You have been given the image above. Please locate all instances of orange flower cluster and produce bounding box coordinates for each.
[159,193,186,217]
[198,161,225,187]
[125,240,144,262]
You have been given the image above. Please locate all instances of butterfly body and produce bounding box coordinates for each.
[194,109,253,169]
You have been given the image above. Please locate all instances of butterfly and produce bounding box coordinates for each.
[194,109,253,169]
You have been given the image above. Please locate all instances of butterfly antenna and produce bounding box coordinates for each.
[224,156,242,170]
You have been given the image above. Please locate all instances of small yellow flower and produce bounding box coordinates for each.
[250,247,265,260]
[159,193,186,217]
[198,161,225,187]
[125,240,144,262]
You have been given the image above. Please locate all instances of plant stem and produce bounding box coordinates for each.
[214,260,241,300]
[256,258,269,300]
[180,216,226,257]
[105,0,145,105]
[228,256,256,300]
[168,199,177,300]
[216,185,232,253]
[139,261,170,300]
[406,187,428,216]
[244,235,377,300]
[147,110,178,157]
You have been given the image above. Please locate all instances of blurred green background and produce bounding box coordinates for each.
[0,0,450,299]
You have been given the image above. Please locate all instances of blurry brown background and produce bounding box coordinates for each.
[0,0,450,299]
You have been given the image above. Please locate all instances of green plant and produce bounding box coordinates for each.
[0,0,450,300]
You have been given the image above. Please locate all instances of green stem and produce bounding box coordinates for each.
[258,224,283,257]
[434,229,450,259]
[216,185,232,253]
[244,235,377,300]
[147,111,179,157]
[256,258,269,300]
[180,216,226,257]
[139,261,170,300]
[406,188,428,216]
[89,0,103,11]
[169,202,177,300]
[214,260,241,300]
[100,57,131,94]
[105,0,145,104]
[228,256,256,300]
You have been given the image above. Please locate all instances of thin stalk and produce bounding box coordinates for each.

**INSTRUCTIONS FOR THE TASK:** Which lines of the listing above contain the string "background"? Pull out each of those lines in full, matching case exactly.

**ANSWER:**
You have been given the image above. Please locate all instances of blurred green background and produce bounding box coordinates for each.
You have been given the image above. Please locate all instances of blurry brown background and produce bounding box coordinates for each.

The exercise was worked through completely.